### Records from a data collection:
_ _ _ _ _ _ _

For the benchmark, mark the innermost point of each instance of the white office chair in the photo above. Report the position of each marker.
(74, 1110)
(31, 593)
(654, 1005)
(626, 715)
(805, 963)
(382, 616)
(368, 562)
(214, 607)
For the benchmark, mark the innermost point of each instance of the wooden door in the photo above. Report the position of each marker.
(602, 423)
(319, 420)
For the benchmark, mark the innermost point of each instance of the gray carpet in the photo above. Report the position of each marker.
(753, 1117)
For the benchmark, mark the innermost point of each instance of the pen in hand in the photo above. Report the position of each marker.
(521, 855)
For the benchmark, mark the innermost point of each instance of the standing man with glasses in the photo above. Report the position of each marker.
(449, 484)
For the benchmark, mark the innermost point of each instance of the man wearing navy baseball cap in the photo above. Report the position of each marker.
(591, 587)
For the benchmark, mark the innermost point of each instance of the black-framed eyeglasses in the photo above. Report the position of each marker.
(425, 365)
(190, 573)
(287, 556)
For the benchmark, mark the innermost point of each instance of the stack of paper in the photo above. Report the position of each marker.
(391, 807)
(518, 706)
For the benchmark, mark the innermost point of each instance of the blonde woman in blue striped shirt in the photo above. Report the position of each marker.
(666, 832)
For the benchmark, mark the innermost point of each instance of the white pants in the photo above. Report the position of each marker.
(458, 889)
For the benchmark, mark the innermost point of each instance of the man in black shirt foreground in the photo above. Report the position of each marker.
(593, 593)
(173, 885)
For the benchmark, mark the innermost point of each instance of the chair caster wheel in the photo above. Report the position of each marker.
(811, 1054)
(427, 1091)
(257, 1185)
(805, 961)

_ _ _ _ _ _ _

### EXERCISE:
Please reproduce every one of the records above word for word, keeping each line unchanged.

### FULL ANSWER:
For the benchmark, mark the innermost point of each instance of the white office chair in the photo above. Report the position of each marker.
(74, 1110)
(31, 593)
(654, 1005)
(626, 715)
(805, 963)
(382, 616)
(368, 562)
(214, 607)
For the benchmark, mark the innermost point of each instance of the wooden door in the photo above. Report the position of each marker.
(602, 423)
(319, 420)
For the benchmark, mark the innermost point of each instance of the gray carpet in the photo above. Report the position of each marker.
(753, 1117)
For the benchmark, mark the innermost point of each instance of the pen in hand in the photo above. Report the position of each marker.
(521, 855)
For the benchmark, mark the innermost point of each instance of the standing man with glasses in the photo above. Report the position of each marker.
(449, 484)
For the benchmark, mark the innermost point of each instance of the man wearing navy baseball cap in the photo above. Report the position of each marker.
(591, 587)
For the benchmark, mark the innermost point of each instance of the black-framed eyeglasses in the photo above. Report the position of each marker.
(425, 365)
(190, 573)
(287, 556)
For the benchmark, mark the innermost point of each instance of the stack of paper in the photo above. Report the position of each marker.
(391, 807)
(518, 706)
For the benchmark, mark the innermost point of each instance of the blonde woman in blue striped shirt in the photo above. Report the position of each marker.
(666, 832)
For the benchmark, mark the innermost point of each instance of the white pants in the photo above. Report the position of each marker.
(458, 889)
For the benchmark, mark the innermost point of each instance of the man in black shirt foreground in the photo above. Report the position of each marker.
(593, 593)
(173, 885)
For the benchmark, mark the innermost point of each instance of the chair caster wheel in the photo above. Report the position of each marker.
(811, 1054)
(427, 1091)
(257, 1185)
(805, 961)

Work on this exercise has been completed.